# [AIM OF THE TASK]
Exclude the images and transcribe the entries below precisely.

Source data:
····················

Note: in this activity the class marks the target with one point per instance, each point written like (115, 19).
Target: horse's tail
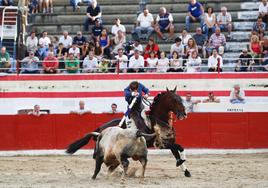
(72, 148)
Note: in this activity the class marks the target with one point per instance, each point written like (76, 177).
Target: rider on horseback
(135, 89)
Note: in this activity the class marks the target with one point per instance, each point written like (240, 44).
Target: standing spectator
(4, 60)
(237, 95)
(72, 64)
(244, 62)
(189, 103)
(145, 23)
(224, 21)
(32, 43)
(193, 63)
(163, 63)
(136, 62)
(93, 12)
(164, 22)
(50, 64)
(66, 40)
(201, 41)
(209, 22)
(195, 14)
(29, 65)
(263, 11)
(215, 62)
(90, 63)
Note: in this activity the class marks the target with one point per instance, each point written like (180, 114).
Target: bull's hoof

····················

# [EXERCISE ANSWER]
Note: in this activity the class marks the target with one point per instance, each point written like (115, 19).
Target: horse's tail
(72, 148)
Note: in this activity the class marks the target with one point per instance, each point written like (76, 177).
Target: rider on horseback
(135, 89)
Note: in this activity the class marks the target with one point per instance, each point written like (240, 44).
Target: standing spectator
(4, 60)
(237, 95)
(72, 64)
(244, 62)
(189, 103)
(145, 23)
(224, 21)
(32, 43)
(193, 63)
(163, 63)
(136, 62)
(93, 12)
(164, 22)
(50, 64)
(66, 40)
(201, 41)
(209, 22)
(195, 14)
(29, 65)
(263, 11)
(215, 62)
(90, 63)
Note: in this activity the class marks the target with one point per instance, each point written like (180, 114).
Target: bull's hoof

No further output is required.